* [THE PROBLEM]: Among the records that follow, find the line with "Query: santa hat" and the line with "Query: green balloon". Set down those lines and all lines between them exactly, without adding anything.

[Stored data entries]
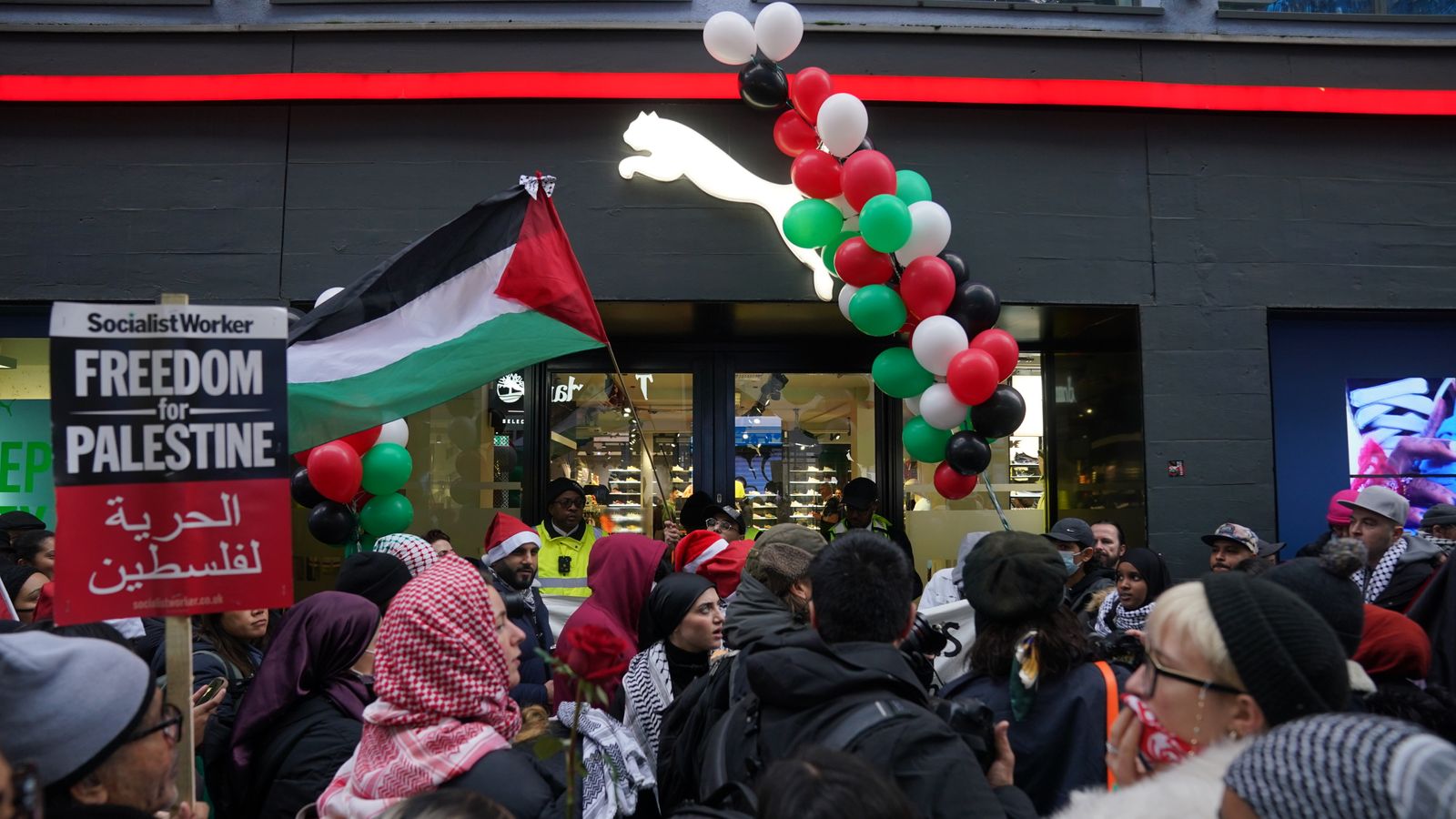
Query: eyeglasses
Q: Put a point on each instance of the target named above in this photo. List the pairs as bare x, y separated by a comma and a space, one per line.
171, 724
1164, 671
26, 793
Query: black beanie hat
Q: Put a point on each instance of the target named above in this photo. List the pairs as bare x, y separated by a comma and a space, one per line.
1014, 577
1324, 583
375, 576
1288, 656
561, 486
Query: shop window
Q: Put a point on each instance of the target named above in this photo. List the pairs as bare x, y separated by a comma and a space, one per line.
1098, 420
25, 428
798, 438
628, 448
470, 464
1016, 477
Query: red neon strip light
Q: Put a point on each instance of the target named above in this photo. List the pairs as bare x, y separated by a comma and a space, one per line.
683, 86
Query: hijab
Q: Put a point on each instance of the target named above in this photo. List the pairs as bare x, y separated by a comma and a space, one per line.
444, 694
670, 602
312, 654
1154, 570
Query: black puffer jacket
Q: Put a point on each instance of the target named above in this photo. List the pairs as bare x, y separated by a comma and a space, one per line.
528, 787
804, 687
298, 760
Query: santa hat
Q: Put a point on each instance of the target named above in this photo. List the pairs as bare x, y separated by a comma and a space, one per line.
506, 535
705, 552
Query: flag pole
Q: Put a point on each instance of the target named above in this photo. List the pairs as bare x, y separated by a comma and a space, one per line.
637, 420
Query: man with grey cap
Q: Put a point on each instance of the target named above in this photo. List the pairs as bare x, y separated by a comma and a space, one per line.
1085, 576
91, 719
1397, 564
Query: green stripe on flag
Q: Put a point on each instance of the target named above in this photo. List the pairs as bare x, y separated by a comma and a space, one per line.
319, 413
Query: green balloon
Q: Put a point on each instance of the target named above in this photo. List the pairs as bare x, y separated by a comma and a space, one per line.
925, 442
912, 187
388, 513
834, 247
885, 222
386, 468
899, 375
813, 223
877, 310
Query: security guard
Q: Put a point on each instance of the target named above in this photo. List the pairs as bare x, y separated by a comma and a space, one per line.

* [EXERCISE OUTPUT]:
Query: santa hat
Q: Put a point on each instance of the target named above in this photo. List the pairs as bare x, y separated by a comma and a space, one per line.
506, 535
705, 552
Query: flag pole
Q: Put a point on each instance of the target named above in this photo. List the pairs as bare x, y separated by a comma and a space, one per line.
637, 420
Query: man with grey cap
Q: Put a point on each instance of the target named above in this photo. List the pairs as bare x, y separated by a comma and a space, one per line.
1085, 576
91, 719
1397, 564
Query: green stripe on flag
Q: Put a point on each instance of the target named above in this photo. List the pairs as bare x, y separated by a comma and a space, one per line.
319, 413
Query: green balloon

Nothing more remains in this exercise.